He noted that developments in the Middle East have not just happened overnight. “This rebirth, this rejuvenation, took years and years of feelings and convictions building up until they come to that flashpoint. Tourism may flourish in a political system that is not democratic or not transparent or somewhat not too open. But it won’t flourish too long. Tourism not only flourishes but blossoms in more open societies. The energies of people, the innovations, the nature of people is unlocked. Even businesses can flourish better in systems which are open and transparent.”

Dr Rifai credited the tourism industry by helping to facilitate the change. “I think the people of Egypt became more attuned to what the world is all about by more people visiting them.”

He acknowledged that there have been some short-term impacts, but in the medium and long term it is going to become much better. “People of Egypt have gained respect. You go to Egypt now and you want to see the exciting story. You just don’t want to see just the Pyramids, Abu Simbel, Red Sea resorts, you want to go to Tahrir Square, you want to see the story of the day. The people of Egypt have regained that respect in the eyes of the world. And people like to go to places where they respect the people of. So I see a correlation between what is happening and tourism quite strongly even stronger than any other enterprise.”

Mr Sawiris stepped in here to say that he was sure the changes will spread to other countries. He said the joke going around the Middle East is that Egypt and Tunisia have played in the finals and left the other countries to compete for the third and fourth place. “We don’t know whether this is going to be Yemen or Libya. But it’s going to go on. I’m sure. You will not have a country in the Middle East able to sustain the current regime of over-ruling the public opinion. This is no longer going to be sustainable. You will see even the monarchies leaving some of the absolute rights they have inherited, over the generations, to the people. Even the monarchies would have to start moving in that direction.”
----
Problem A:
In the passage on tourism and the Middle East, how does Dr Rifai say the people of Egypt became more attuned to the world?
Problem B:
Carry the passage on tourism and the Middle East forward, picking up right after its final sentence.

Entries from a point annotation set:
----
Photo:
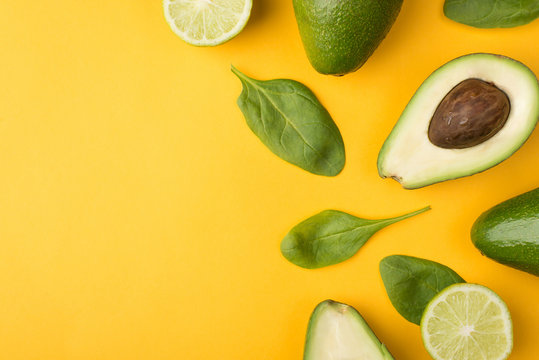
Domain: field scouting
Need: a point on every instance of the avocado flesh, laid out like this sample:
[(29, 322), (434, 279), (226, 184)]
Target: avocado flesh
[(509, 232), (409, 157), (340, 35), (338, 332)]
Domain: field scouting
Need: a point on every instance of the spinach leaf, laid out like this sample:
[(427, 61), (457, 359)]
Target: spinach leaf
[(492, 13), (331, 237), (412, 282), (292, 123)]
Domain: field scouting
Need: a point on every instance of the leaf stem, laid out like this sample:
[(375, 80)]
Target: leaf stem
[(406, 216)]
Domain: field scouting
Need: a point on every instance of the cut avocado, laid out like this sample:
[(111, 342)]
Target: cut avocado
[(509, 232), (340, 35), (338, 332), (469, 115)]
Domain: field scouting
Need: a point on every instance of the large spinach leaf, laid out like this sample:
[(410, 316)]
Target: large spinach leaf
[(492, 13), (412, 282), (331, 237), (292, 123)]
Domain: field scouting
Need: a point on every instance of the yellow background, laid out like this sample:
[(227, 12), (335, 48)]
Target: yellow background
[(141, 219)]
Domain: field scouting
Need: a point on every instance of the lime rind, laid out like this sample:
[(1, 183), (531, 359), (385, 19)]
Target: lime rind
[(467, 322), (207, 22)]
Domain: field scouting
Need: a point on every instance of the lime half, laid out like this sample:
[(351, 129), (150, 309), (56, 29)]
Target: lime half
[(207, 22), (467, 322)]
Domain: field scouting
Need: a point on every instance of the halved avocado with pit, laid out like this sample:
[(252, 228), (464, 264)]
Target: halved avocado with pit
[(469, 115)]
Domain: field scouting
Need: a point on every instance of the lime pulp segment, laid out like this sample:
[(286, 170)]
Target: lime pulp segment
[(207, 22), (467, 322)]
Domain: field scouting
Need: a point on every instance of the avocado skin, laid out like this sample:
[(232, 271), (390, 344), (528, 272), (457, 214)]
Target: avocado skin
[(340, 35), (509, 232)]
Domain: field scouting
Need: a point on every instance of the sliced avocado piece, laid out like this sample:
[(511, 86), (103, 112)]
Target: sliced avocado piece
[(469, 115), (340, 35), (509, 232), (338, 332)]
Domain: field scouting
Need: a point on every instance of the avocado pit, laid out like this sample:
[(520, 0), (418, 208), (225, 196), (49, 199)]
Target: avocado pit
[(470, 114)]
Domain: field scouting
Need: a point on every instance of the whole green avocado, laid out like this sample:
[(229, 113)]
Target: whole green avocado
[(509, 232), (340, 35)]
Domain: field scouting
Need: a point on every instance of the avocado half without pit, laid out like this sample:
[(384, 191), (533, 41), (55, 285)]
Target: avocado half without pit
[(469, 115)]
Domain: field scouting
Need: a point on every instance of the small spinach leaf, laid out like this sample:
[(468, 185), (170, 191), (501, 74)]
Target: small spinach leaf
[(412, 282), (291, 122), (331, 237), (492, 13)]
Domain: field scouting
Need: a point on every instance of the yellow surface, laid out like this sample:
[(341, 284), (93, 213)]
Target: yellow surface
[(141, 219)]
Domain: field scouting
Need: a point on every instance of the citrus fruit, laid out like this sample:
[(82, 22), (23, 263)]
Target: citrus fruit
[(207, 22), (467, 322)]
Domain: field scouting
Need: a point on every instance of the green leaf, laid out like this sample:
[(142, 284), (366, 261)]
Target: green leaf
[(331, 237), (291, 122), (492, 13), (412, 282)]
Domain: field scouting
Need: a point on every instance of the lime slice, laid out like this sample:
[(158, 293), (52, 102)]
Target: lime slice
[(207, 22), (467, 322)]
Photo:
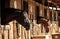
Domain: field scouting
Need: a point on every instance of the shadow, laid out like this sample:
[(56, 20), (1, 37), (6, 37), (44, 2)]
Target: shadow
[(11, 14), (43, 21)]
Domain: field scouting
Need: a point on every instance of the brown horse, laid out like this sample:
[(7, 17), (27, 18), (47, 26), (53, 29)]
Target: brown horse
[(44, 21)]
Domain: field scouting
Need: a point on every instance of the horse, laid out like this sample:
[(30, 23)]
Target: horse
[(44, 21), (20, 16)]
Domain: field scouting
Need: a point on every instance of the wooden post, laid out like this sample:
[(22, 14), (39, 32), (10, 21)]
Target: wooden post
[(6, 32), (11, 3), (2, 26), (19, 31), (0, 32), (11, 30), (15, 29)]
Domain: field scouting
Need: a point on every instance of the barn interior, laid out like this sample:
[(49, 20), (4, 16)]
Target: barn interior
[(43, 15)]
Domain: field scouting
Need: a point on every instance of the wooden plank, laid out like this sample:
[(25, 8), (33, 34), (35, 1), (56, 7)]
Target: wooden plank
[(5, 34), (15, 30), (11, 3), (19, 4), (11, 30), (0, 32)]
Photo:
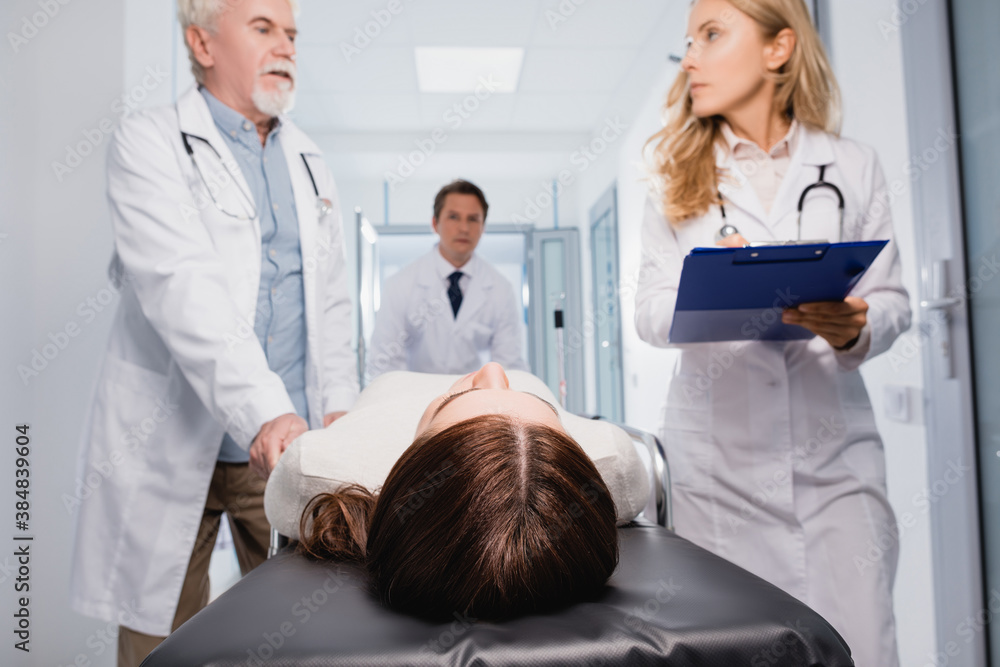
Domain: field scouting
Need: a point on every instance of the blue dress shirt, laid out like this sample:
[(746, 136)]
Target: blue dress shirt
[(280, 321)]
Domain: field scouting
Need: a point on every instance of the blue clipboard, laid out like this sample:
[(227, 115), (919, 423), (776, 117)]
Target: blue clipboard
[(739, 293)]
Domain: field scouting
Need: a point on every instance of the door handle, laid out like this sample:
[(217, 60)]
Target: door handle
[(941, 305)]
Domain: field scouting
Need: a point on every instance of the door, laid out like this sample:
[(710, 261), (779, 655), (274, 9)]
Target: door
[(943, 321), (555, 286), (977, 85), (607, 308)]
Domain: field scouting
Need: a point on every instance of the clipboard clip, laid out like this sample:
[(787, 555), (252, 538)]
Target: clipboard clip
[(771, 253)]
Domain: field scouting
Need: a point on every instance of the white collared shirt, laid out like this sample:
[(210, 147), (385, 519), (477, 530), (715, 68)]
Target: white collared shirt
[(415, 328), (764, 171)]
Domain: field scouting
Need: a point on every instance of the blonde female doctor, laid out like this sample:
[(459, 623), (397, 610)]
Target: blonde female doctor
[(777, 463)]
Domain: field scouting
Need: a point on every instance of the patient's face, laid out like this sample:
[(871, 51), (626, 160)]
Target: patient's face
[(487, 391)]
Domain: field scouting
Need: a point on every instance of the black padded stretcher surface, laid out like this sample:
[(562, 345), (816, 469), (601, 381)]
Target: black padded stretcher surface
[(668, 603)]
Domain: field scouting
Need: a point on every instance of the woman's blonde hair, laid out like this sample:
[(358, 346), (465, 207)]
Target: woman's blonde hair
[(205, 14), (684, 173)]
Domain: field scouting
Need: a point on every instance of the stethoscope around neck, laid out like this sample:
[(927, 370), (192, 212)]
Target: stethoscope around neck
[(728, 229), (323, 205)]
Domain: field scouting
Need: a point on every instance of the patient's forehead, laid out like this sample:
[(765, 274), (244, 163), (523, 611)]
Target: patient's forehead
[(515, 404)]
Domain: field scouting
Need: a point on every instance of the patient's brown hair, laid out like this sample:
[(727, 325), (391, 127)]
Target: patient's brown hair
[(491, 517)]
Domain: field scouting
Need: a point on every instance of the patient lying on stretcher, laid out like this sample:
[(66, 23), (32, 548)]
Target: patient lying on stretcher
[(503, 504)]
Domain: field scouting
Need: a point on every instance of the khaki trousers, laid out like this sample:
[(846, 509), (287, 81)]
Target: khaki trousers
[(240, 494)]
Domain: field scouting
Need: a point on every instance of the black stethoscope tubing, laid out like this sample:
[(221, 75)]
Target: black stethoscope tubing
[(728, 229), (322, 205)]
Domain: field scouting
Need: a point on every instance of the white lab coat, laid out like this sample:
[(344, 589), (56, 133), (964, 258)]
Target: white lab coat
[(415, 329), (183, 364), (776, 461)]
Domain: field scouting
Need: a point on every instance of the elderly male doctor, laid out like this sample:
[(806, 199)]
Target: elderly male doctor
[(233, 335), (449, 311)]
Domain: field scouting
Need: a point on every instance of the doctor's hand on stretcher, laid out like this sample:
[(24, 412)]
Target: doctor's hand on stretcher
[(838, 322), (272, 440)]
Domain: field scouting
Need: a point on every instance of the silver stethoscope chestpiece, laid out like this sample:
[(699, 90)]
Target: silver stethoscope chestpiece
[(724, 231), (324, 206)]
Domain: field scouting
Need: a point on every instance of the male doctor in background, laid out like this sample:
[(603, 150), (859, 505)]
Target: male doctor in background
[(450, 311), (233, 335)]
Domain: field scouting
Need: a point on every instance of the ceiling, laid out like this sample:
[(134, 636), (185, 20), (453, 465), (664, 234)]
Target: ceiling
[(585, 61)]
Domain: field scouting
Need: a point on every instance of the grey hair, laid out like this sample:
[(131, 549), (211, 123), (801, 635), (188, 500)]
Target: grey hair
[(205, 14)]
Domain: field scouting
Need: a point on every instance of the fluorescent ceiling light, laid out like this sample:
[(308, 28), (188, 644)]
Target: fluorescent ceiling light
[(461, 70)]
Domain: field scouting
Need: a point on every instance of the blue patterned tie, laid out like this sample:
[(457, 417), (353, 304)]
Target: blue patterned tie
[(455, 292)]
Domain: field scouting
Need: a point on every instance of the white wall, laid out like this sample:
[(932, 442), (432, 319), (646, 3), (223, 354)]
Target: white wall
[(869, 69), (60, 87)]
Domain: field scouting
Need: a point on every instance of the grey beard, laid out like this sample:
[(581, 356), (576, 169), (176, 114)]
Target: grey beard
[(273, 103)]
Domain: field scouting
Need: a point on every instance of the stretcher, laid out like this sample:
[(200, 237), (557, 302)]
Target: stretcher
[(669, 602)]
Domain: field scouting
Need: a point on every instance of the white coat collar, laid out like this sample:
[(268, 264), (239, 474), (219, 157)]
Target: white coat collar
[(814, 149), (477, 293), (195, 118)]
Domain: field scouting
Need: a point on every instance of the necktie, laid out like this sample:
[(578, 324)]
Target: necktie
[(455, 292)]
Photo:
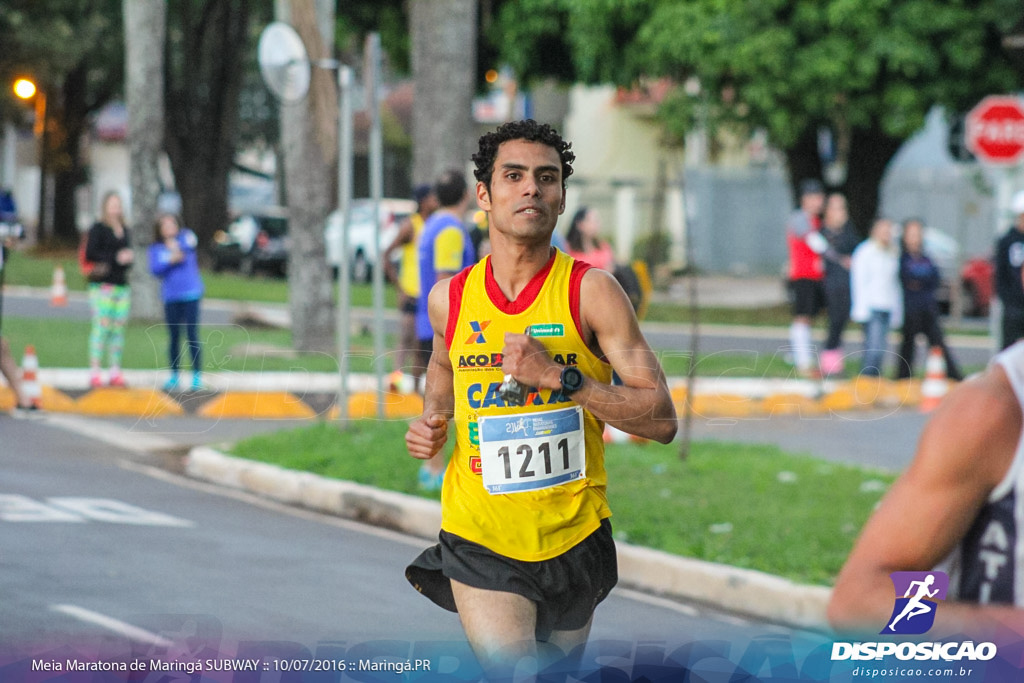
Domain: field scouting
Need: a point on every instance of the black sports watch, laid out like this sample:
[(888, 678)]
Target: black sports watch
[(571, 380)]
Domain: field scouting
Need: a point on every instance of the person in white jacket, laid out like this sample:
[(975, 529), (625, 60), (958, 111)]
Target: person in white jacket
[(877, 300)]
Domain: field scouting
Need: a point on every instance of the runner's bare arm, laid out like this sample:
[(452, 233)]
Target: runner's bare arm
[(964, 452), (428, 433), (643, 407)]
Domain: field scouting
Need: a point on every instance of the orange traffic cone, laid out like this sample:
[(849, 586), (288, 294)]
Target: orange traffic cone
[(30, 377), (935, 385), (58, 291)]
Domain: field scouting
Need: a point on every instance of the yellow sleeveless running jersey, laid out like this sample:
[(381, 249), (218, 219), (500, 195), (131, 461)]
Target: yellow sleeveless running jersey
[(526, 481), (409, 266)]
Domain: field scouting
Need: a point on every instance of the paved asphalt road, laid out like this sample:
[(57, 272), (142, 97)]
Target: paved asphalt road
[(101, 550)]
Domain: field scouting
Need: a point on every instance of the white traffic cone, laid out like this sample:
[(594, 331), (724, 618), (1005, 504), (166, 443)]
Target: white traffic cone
----
Answer A:
By more people visiting them.

Answer B:
Dr Kramer reverted to Dr Rifai to discuss the impact on tourism, especially in relation to the rise in oil prices.

Said Dr Rifai, “The kind of solidarity that we saw in the world towards the developments in Egypt and Tunisia was as shocking as the events themselves. We are living in a world where all the experts, all the specialists are failing to see the events unfold. The economic crisis hit us like a slap in the face while all the experts and bankers of the world were saying we are all doing fine. Then finally somebody comes up and says we are doing it wrong way. The events of January and February in the Middle East, shocked everybody. Nobody saw them coming because we were not looking. We were just observing. We were not seeing what is really going on. Even other issues like climate change is really going in a direction that defies the apparent stability. But in their own way, it is going in the right direction.

“I want to caution a little bit about linking the price of oil to the crisis. This is incorrect. We (the UNWTO) had already issued a detailed study in November 2010 after seeing oil prices rise way back in September and October this. In 2007 and 2008 the price of oil was $150. There was no crisis in the Middle East at that time. And it was the best year for tourism in the Mideast. The price went down to $70 and $80 and now it is up again. This is a serious and dangerous argument if we start saying that the Middle East events have caused this. No. The people of the Middle East are doing what they believe to be right for their countries. They want to regain their country. Let’s not confuse the two.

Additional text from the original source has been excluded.